To do: Copy every line of the records below word for word, leaving out the pictures.

— begin Records provided —

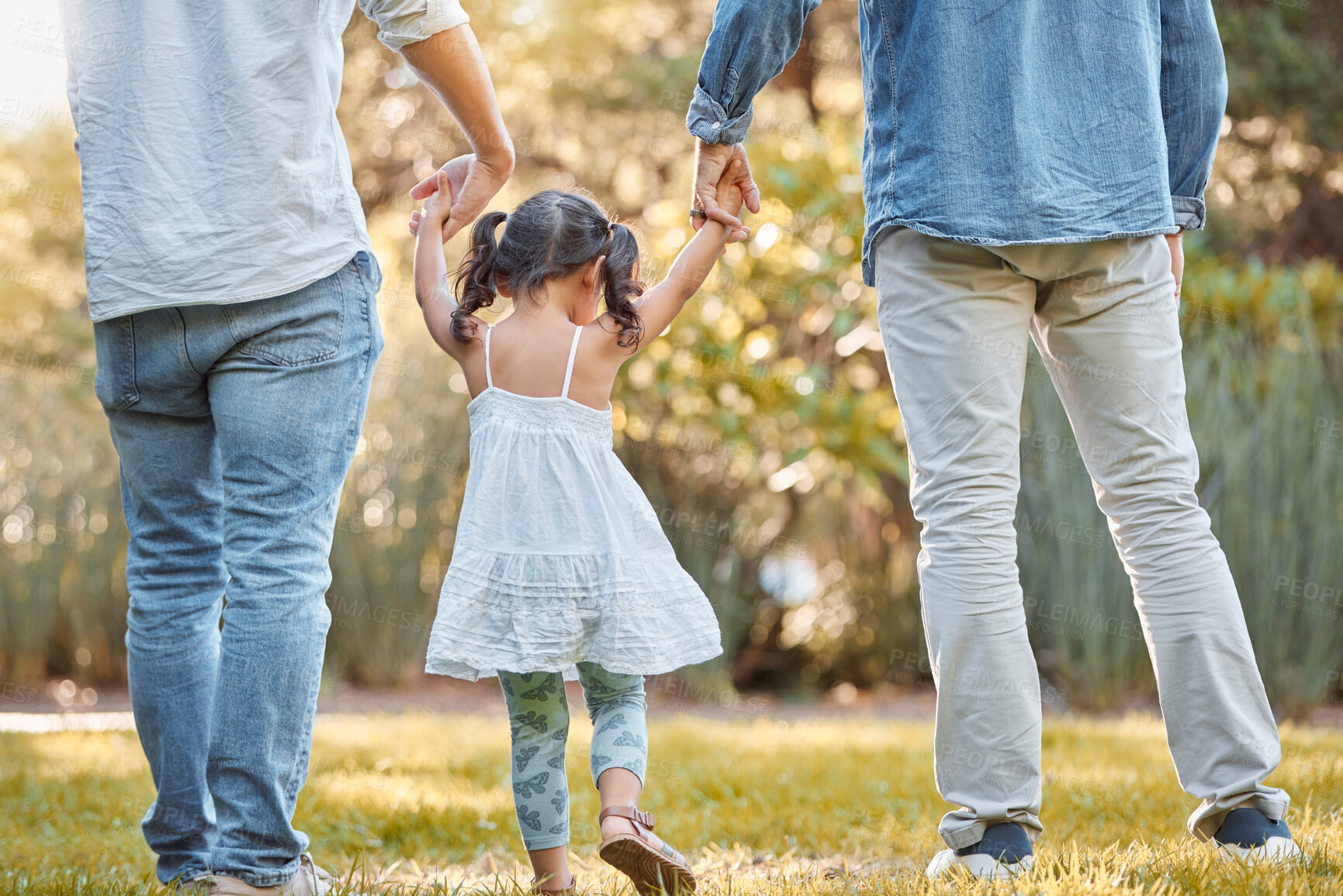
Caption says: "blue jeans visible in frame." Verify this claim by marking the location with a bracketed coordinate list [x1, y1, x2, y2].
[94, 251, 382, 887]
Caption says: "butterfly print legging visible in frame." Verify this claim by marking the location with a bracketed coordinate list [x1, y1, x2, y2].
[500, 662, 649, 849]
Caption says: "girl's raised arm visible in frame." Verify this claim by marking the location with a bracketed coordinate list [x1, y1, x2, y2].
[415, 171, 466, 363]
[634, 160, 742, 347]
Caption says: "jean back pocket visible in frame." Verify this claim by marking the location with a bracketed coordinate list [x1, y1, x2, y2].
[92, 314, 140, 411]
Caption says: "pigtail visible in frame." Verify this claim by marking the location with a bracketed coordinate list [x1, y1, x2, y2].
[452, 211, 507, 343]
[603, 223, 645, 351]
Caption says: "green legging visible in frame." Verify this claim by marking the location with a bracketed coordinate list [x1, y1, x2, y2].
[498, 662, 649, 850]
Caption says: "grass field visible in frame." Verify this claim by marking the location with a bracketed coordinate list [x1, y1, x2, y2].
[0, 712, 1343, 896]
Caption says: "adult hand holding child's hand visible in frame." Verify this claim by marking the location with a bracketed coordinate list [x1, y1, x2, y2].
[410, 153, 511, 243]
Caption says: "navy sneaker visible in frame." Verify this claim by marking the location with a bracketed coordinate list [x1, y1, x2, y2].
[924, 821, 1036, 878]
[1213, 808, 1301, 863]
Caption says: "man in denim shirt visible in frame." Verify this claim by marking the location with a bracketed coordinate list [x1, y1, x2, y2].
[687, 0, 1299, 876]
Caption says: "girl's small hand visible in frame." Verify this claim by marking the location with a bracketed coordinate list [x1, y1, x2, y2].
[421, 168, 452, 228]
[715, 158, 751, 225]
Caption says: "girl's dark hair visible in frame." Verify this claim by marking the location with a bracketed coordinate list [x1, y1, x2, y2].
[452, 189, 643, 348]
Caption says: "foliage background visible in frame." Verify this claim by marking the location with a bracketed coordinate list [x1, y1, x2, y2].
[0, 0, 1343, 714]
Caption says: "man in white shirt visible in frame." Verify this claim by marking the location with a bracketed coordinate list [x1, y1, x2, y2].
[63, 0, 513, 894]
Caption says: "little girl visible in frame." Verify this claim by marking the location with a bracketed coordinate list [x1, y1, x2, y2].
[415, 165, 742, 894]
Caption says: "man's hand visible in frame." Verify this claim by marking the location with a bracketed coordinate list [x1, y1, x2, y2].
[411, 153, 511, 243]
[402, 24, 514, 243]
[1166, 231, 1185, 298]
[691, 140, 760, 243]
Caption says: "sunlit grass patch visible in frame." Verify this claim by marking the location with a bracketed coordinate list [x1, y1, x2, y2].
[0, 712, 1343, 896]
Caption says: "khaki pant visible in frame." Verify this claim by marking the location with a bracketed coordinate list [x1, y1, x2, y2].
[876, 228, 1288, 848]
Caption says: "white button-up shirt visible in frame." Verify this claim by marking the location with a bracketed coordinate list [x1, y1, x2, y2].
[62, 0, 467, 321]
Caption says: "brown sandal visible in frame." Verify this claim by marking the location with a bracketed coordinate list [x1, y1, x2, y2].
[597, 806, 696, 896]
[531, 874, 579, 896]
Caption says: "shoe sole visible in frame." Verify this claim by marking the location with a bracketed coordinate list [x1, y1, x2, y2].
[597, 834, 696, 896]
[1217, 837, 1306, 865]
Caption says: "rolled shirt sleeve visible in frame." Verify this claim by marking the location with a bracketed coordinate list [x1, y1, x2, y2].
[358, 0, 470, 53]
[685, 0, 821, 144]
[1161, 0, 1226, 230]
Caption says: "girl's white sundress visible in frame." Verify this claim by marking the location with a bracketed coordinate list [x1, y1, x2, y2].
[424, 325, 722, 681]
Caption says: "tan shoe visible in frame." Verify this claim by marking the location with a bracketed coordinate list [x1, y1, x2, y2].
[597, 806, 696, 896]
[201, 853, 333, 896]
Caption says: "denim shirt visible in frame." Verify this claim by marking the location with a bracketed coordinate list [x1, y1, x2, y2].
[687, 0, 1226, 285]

— end Records provided —

Result for this task:
Caption says: "blue jeans visible in frame." Verify this claim by marking the location with a bracketed coordinate list [x1, y1, x2, y2].
[94, 251, 382, 887]
Caption says: "butterfly print legging visible in frame." Verify this claim by marking the location with a bracketed coordinate list [x1, y1, x2, y2].
[500, 662, 649, 849]
Caption says: "girl's raised arm visible in frame." Verify this claim by marking the location with a bracketed coordinate list [x1, y1, x2, y2].
[415, 171, 466, 363]
[634, 160, 742, 347]
Caption says: "jean back pocket visible in frame." Verify this claim by marking the location with a bracketed coordinate list [x1, y1, x2, y2].
[92, 314, 140, 411]
Caption says: "pigtail visible in frame." Verify this claim by marking the location with a bracketed coordinate list [x1, y1, x2, y2].
[452, 211, 507, 343]
[603, 223, 645, 351]
Caption says: "green legging visible in frame." Verify this claim by marking the location with a bracketed coordinate list [x1, y1, x2, y2].
[498, 662, 649, 850]
Caption says: "grass field visible in frame." Verify this claim by marking the location with a bracketed coordinate list [x1, y1, x2, y2].
[0, 712, 1343, 896]
Caption says: "adult hand holding child's hand visible in frame." Verify this claim by marking the location with a bracketed coordinate list [x1, y1, x2, y2].
[410, 153, 511, 243]
Caption says: "navy sneaker visible in frame." Verify this claim by marking the location with a bracketed coordinate list [x1, y1, x2, y2].
[924, 821, 1036, 878]
[1213, 808, 1301, 863]
Caption says: "man in denim shirt visible in frame." Verify this claim by marking the location with a bracketed coordinate list [x1, y1, x2, y2].
[687, 0, 1299, 876]
Caption says: "girl's small hand visible in frame." Verify this claim by marking the location with a bracketed coordinate list [x1, y1, x2, y2].
[421, 168, 452, 228]
[715, 158, 751, 225]
Caption says: "girl's dark hair visible in frame." Verify this claim by marking the location with a bracketed coordinate list [x1, y1, x2, y2].
[452, 189, 643, 348]
Caption says: "foliage background visible in frame." Verify this claim by marking the location with a bracketed coordinate list [x1, y1, x2, y2].
[0, 0, 1343, 714]
Caption says: "man in white shirt visible in frame." Verify this claim by marking the location with a bracketed coordinate list [x1, y1, x2, y2].
[63, 0, 513, 894]
Caption says: "little girl visible in frame." Verify this claim by marking the location with a bracketed coordinate list [x1, y1, x2, y2].
[415, 165, 742, 894]
Caption says: "man's hand visible in frame." Verify this claim by marking the location with a bracketed coordinate list [x1, y1, x2, y2].
[411, 153, 511, 243]
[402, 24, 514, 243]
[1166, 231, 1185, 298]
[691, 140, 760, 243]
Caption says: "sunlit grass patch visible in frame." Verify this claim by marking the location with a bracketed coordinate list [x1, y1, x2, y2].
[0, 712, 1343, 896]
Caption says: "khaki pant visible in frame." Verify this claim by marking the location with a bracketed coordinate list [x1, y1, x2, y2].
[876, 228, 1288, 848]
Caption says: "white button-up shirt visible in frame." Verify this claim by marking the location with a bracketed coordinate list [x1, y1, x2, y2].
[62, 0, 467, 321]
Caption says: "brown sandal visible in frame." Verify this claim by marking the location with a bracketed coordinate list [x1, y1, x2, y2].
[597, 806, 696, 896]
[531, 874, 579, 896]
Caption says: "shoe sole visible in frame." Verify this claim by marking the location with a bracketed coordinate list [x1, y1, x2, y2].
[597, 834, 696, 896]
[1217, 837, 1306, 865]
Caption says: "rolled shirt sleeve visible in frame." Verify this claim by marking the location with a bracketed coordinate list [x1, y1, x2, y2].
[358, 0, 470, 53]
[685, 0, 821, 144]
[1161, 0, 1226, 230]
Caption says: "girl's white sundress visible in frame." Verify this claim by marking the location with a bracketed coordinate list [x1, y1, x2, y2].
[424, 325, 722, 681]
Caption says: "tan shoe visible in frame." Verify this claim by marking the location with a bracketed coordinate list [x1, y1, x2, y2].
[597, 806, 696, 896]
[201, 853, 333, 896]
Caption says: "denim shirt visible in frame." Verify this claim by marking the location with a bracketed coordinate list [x1, y1, x2, y2].
[687, 0, 1226, 285]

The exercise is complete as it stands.